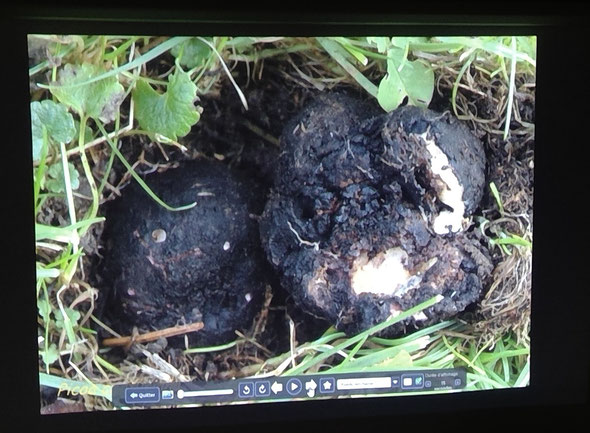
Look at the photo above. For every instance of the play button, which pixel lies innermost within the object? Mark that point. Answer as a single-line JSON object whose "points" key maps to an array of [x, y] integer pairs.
{"points": [[294, 386]]}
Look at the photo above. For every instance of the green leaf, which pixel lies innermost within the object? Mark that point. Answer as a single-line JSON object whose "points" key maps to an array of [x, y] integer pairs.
{"points": [[382, 43], [97, 99], [56, 120], [171, 114], [51, 355], [404, 78], [73, 317], [44, 308], [55, 183], [192, 53]]}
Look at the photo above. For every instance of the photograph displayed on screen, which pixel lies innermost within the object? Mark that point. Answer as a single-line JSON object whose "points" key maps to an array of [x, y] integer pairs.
{"points": [[237, 220]]}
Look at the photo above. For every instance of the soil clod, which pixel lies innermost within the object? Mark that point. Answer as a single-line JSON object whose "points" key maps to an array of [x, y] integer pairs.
{"points": [[368, 215]]}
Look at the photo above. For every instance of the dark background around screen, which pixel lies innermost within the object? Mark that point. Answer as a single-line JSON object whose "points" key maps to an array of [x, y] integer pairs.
{"points": [[559, 336]]}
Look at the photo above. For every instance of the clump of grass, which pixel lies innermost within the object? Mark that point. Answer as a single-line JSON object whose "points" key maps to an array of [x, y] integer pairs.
{"points": [[488, 81]]}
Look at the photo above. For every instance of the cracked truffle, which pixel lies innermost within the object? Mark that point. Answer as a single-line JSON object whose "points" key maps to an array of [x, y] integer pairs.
{"points": [[366, 219], [203, 264]]}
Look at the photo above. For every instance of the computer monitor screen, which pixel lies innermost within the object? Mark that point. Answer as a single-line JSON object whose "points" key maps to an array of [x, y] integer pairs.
{"points": [[240, 220]]}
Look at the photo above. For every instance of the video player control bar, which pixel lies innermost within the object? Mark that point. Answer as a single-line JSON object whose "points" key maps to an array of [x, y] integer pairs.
{"points": [[288, 387]]}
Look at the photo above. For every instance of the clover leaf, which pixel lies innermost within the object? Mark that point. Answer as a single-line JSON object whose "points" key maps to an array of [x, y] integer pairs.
{"points": [[73, 316], [55, 119], [405, 78], [171, 114], [50, 355], [94, 98], [56, 182]]}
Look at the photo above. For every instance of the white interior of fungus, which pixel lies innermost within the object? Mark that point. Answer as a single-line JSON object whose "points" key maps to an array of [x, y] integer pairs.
{"points": [[452, 195], [382, 275]]}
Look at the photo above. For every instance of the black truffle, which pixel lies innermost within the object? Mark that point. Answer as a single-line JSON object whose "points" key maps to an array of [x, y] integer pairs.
{"points": [[167, 268], [361, 224]]}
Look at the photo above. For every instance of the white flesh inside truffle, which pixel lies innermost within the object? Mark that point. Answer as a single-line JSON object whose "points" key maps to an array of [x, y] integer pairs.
{"points": [[382, 275], [452, 195]]}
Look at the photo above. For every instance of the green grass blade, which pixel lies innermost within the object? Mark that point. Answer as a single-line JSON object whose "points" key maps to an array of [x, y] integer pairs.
{"points": [[150, 55], [135, 176], [510, 89], [302, 367], [496, 195], [336, 52]]}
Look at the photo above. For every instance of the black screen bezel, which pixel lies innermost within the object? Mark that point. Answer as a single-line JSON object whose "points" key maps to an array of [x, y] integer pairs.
{"points": [[555, 384]]}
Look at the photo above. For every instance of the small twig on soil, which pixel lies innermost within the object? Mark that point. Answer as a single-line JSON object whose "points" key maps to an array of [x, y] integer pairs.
{"points": [[315, 245], [152, 336]]}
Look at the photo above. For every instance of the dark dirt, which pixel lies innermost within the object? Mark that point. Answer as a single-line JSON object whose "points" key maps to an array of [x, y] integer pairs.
{"points": [[399, 198], [355, 191], [203, 264]]}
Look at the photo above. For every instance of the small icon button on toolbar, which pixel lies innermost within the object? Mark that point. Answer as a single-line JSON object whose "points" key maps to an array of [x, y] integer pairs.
{"points": [[413, 381], [262, 389], [276, 387], [246, 389], [310, 387], [327, 385], [294, 386]]}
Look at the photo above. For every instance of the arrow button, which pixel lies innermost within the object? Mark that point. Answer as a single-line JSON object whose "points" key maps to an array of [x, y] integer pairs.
{"points": [[276, 387], [246, 389], [294, 386], [262, 388]]}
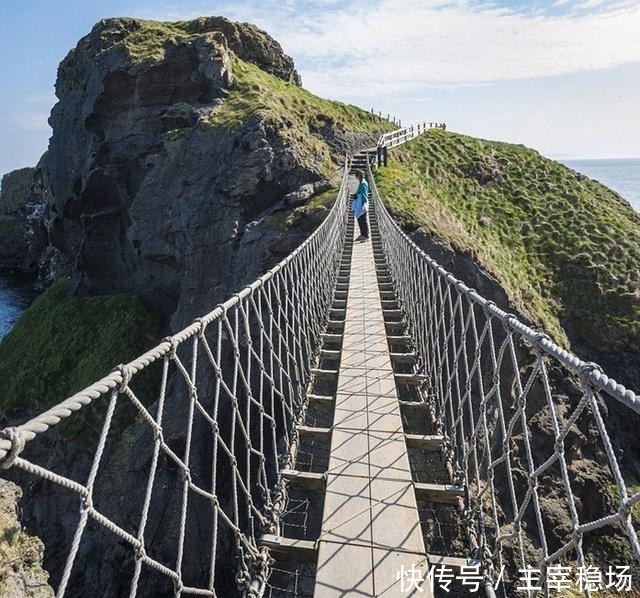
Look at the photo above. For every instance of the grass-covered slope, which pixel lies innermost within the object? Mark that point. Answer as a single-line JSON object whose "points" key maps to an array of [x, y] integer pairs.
{"points": [[61, 344], [298, 116], [565, 248]]}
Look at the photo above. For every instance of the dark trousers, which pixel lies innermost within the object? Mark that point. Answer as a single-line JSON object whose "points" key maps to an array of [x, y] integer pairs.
{"points": [[364, 225]]}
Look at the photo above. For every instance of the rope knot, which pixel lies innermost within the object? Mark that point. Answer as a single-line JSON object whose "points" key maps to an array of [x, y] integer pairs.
{"points": [[174, 345], [125, 372], [588, 368], [539, 339], [201, 326], [15, 437]]}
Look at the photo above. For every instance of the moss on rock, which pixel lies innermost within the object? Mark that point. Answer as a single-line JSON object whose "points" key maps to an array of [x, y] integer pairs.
{"points": [[21, 573], [61, 344]]}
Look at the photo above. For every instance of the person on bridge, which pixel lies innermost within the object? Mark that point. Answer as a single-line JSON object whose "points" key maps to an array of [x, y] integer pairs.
{"points": [[360, 205]]}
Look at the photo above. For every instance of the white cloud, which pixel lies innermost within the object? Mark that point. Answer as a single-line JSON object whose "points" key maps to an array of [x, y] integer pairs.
{"points": [[406, 44]]}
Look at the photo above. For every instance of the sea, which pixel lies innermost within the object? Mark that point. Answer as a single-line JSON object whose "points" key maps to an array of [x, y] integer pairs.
{"points": [[17, 291], [622, 175]]}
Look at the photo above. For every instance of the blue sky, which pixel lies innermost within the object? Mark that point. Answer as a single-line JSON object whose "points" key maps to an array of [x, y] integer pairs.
{"points": [[560, 76]]}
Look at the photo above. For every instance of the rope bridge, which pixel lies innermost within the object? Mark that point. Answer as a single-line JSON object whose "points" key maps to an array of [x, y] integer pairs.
{"points": [[521, 418]]}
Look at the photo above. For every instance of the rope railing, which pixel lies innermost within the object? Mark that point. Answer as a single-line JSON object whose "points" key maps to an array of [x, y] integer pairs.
{"points": [[404, 134], [531, 428], [206, 448]]}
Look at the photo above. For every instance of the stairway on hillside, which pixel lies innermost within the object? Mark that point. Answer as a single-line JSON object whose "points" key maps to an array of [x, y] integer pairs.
{"points": [[439, 501]]}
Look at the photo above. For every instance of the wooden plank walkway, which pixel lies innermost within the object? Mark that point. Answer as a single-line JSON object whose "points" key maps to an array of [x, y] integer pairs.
{"points": [[370, 529]]}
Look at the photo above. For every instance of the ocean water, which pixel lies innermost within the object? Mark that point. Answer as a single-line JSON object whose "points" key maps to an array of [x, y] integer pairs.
{"points": [[621, 175], [17, 291]]}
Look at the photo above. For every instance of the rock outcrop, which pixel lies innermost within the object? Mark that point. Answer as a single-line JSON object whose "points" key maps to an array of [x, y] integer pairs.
{"points": [[150, 196], [165, 161], [24, 209], [14, 202], [21, 573]]}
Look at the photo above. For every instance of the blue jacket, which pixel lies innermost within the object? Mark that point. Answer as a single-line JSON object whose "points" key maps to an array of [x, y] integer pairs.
{"points": [[360, 204]]}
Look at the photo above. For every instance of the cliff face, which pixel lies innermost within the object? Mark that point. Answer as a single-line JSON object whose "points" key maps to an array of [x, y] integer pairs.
{"points": [[173, 145], [153, 186], [17, 249]]}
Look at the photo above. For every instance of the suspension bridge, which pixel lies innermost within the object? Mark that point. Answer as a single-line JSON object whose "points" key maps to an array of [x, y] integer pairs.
{"points": [[356, 422]]}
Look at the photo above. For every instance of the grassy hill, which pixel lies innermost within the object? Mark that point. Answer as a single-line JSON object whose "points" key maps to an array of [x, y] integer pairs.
{"points": [[64, 343], [565, 248]]}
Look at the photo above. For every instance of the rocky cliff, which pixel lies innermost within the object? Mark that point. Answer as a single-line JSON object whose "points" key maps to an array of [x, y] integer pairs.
{"points": [[176, 149], [164, 154], [18, 248]]}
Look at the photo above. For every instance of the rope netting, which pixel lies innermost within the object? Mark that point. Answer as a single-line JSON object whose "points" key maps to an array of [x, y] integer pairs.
{"points": [[539, 438], [202, 456]]}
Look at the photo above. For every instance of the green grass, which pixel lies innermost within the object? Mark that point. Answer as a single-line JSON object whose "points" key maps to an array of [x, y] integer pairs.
{"points": [[291, 113], [61, 344], [565, 248], [19, 552], [146, 45]]}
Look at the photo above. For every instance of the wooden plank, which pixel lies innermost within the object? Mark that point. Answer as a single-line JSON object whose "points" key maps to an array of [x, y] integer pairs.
{"points": [[317, 434], [330, 354], [326, 400], [440, 493], [411, 379], [324, 374], [290, 549], [328, 337], [427, 442], [304, 479], [407, 358], [453, 562]]}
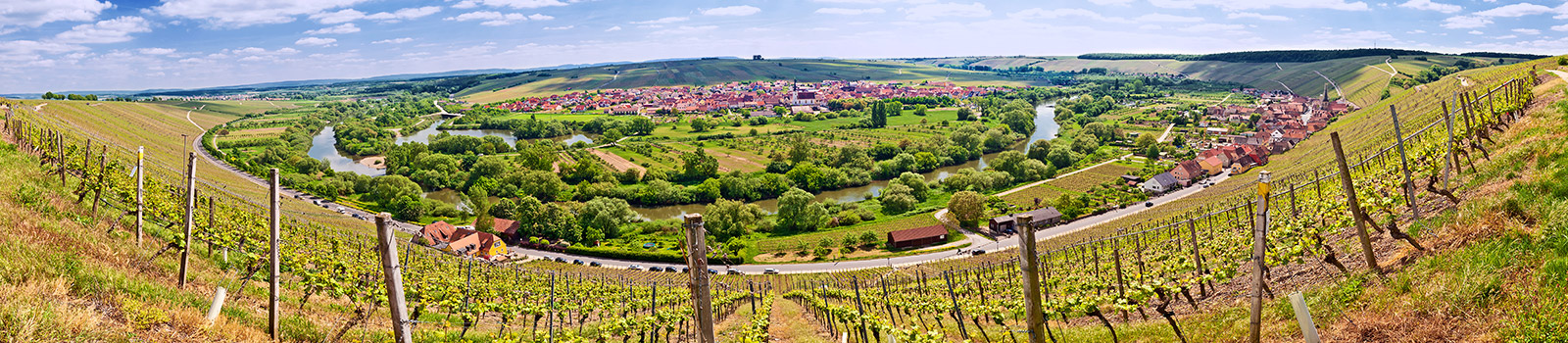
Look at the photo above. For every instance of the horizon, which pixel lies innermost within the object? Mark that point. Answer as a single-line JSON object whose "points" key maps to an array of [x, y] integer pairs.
{"points": [[190, 44]]}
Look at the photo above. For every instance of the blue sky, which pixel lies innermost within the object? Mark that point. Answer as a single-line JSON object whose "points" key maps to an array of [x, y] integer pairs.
{"points": [[124, 44]]}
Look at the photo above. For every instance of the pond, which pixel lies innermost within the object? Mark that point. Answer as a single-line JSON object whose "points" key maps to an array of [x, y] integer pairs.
{"points": [[1047, 127]]}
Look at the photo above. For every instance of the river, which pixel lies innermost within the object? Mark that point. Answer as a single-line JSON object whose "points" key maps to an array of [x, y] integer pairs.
{"points": [[1045, 128], [323, 148]]}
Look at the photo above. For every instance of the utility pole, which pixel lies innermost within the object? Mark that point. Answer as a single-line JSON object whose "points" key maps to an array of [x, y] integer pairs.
{"points": [[1029, 264], [697, 262]]}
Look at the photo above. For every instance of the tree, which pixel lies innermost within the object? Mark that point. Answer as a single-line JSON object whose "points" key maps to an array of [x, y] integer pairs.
{"points": [[608, 215], [480, 199], [916, 183], [898, 199], [731, 218], [700, 167], [800, 212], [966, 207]]}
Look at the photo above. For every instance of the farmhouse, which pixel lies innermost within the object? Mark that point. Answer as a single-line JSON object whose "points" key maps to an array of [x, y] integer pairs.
{"points": [[1160, 183], [916, 237]]}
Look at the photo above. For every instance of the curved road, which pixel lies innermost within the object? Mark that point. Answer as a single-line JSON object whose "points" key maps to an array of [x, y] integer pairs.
{"points": [[977, 241]]}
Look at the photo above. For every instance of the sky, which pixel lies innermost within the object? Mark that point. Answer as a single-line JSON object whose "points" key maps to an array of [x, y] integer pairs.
{"points": [[161, 44]]}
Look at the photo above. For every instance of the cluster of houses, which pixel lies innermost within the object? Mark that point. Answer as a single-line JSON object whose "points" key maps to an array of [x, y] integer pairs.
{"points": [[737, 96], [1283, 121], [467, 241]]}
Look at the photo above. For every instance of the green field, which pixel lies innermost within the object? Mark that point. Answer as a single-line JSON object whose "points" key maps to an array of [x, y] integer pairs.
{"points": [[698, 73]]}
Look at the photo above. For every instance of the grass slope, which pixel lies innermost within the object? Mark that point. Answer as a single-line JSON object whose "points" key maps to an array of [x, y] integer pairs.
{"points": [[698, 73]]}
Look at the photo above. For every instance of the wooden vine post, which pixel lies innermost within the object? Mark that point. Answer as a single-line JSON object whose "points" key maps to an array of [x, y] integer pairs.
{"points": [[1353, 204], [141, 154], [190, 215], [1259, 230], [274, 227], [697, 262], [1029, 264], [394, 274], [1410, 183]]}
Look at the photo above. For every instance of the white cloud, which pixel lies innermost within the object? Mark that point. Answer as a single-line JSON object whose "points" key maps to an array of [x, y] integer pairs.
{"points": [[36, 13], [1429, 5], [686, 30], [316, 41], [1465, 23], [742, 10], [1518, 10], [662, 21], [405, 15], [1235, 5], [851, 11], [114, 30], [344, 28], [1165, 18], [245, 13], [1256, 16], [156, 50], [1110, 2], [510, 3], [349, 15], [1212, 26], [498, 19], [930, 11], [394, 41]]}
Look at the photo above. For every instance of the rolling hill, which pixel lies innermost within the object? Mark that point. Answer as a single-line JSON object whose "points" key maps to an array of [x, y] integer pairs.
{"points": [[715, 71], [1360, 78]]}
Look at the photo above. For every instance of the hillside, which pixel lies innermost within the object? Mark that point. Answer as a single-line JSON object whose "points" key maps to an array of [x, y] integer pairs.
{"points": [[713, 71], [1358, 78]]}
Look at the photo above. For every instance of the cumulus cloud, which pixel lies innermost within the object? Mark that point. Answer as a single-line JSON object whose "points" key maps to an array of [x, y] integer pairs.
{"points": [[930, 11], [394, 41], [316, 41], [1235, 5], [731, 11], [20, 15], [245, 13], [1256, 16], [851, 11], [1429, 5], [114, 30], [334, 30]]}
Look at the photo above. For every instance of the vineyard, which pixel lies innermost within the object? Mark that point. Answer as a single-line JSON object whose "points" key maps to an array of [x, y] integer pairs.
{"points": [[1175, 257]]}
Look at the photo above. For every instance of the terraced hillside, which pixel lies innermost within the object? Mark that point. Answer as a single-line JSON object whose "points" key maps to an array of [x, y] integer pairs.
{"points": [[715, 71]]}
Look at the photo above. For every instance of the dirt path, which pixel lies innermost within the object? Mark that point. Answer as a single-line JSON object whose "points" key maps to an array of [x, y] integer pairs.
{"points": [[616, 162], [792, 323]]}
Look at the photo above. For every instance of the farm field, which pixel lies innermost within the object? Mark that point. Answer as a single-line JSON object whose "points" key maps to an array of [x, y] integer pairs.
{"points": [[697, 73]]}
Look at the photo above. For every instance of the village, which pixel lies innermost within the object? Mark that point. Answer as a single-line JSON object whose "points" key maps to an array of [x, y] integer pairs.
{"points": [[799, 97], [1280, 122]]}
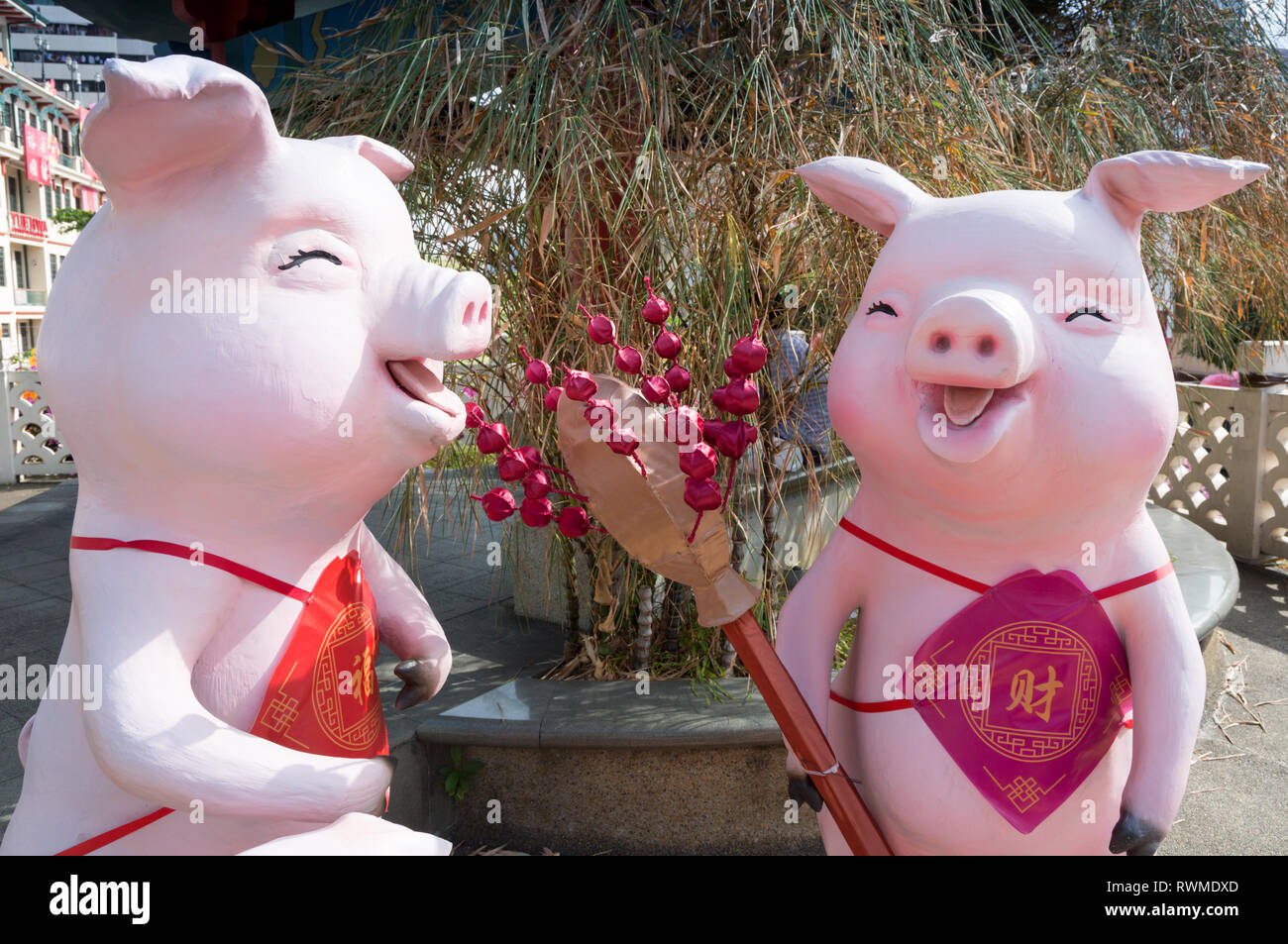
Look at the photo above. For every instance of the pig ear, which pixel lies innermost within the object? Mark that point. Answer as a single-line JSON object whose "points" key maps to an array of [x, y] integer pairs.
{"points": [[390, 162], [170, 115], [864, 191], [1164, 181]]}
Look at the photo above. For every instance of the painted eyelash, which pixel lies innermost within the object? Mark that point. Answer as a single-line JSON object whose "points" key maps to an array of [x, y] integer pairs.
{"points": [[300, 256], [1093, 312]]}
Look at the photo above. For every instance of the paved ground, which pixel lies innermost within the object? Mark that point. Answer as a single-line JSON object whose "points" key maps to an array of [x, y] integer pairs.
{"points": [[1236, 801]]}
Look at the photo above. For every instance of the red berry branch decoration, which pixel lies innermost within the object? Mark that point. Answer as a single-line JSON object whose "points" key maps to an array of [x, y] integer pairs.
{"points": [[702, 441]]}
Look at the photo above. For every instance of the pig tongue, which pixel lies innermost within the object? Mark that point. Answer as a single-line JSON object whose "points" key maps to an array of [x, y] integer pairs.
{"points": [[965, 403], [419, 381]]}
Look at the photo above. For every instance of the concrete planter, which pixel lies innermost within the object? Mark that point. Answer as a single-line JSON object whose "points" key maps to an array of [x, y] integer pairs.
{"points": [[603, 768]]}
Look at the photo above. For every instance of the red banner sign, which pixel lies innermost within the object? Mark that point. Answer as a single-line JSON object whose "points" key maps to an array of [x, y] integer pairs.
{"points": [[40, 149]]}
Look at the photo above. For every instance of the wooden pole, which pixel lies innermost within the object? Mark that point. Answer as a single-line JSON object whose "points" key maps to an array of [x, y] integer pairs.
{"points": [[806, 738]]}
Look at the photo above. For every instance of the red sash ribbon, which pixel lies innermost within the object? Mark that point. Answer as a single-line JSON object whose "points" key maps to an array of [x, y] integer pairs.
{"points": [[1025, 687], [323, 695]]}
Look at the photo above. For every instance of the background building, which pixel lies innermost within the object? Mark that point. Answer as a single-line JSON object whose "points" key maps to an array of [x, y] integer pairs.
{"points": [[39, 180], [69, 50]]}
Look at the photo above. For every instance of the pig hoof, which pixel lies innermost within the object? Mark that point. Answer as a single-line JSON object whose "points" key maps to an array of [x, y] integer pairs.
{"points": [[803, 790], [420, 682], [1134, 836]]}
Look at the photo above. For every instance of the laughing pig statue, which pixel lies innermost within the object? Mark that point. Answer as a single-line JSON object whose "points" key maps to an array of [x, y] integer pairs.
{"points": [[1008, 393], [246, 351]]}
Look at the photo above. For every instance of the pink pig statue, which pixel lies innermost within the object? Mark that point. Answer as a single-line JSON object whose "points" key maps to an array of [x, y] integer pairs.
{"points": [[245, 349], [1008, 393]]}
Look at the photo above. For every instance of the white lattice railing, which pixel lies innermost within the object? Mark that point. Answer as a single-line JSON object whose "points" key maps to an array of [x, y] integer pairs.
{"points": [[34, 447], [1228, 468]]}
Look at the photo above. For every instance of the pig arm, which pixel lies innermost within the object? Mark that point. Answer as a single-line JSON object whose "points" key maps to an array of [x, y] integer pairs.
{"points": [[809, 626], [1168, 685], [146, 620], [407, 625]]}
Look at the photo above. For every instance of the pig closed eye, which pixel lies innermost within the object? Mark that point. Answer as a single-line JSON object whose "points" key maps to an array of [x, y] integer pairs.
{"points": [[1093, 312], [300, 257]]}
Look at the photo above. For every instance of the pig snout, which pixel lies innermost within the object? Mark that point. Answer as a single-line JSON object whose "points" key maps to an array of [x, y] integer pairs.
{"points": [[977, 339], [436, 313]]}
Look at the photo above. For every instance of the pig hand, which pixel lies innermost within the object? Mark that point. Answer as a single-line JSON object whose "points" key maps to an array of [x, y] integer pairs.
{"points": [[800, 787], [423, 678], [1134, 836], [407, 626]]}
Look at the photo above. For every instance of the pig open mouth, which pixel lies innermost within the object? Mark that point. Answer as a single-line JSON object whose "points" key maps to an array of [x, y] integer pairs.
{"points": [[421, 382], [978, 417], [965, 403]]}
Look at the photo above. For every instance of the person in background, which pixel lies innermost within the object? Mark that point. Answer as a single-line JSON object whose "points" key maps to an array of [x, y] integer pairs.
{"points": [[804, 386]]}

• **Task**
Please extract exactly, and only, the lines from the line containing "the white lattice" through the last line of the records.

• **Response below**
Look at the photo above. For every instance of the white lattice railing, which pixel lies innermost within the object? Mark that point. Answer as a single-line JSON object whose "points" key maps to an array of [x, y] integer pairs.
{"points": [[34, 447], [1228, 468]]}
Look at the photo above. For every instance of the pig arm, which pixel lies innermost within the object? Mark that point. Answer as a single-line JSON object whose "points" key maps to an array of [x, y] integer pairs.
{"points": [[809, 626], [1168, 685], [146, 620], [407, 625]]}
Look at the photo above. For every instance of the pig closed eye, which pixel lies innermost within the object? Mark that point. Answer as a single-line JSON object whose "points" key maps to an array of [x, y] integer pairs.
{"points": [[1093, 312], [300, 257]]}
Look at the photo above. For every instance of the pig snout, which pixel lies innermost within the object? Mark that point. Answer as a single-line JSON object whose "points" key maps to an array of [x, y] integer pairs.
{"points": [[977, 339], [436, 313]]}
Look at the photo above. For every instance of the pig hand, which pixel lies innermost within the object? Mark that point. Answer as a single-line JSON object whose "points" key maps to an array of [x, y] integer pairs.
{"points": [[800, 787], [423, 678], [1134, 836], [407, 626]]}
Look at the photo above. For every instance of the pig open mouth, which pixel lies innermost within the object? Mark that point. Answer as a single-line JSON object whose "points" key maps to an array of [x, y] integer pairs.
{"points": [[421, 382], [978, 417], [965, 403]]}
Look at the photo above. For every instance of the person in background, which pixel lies innermost within the object? Mark that point. Answer as a single-line JSON object whose "points" key maps to an array of [x, y] integer pairs.
{"points": [[804, 386]]}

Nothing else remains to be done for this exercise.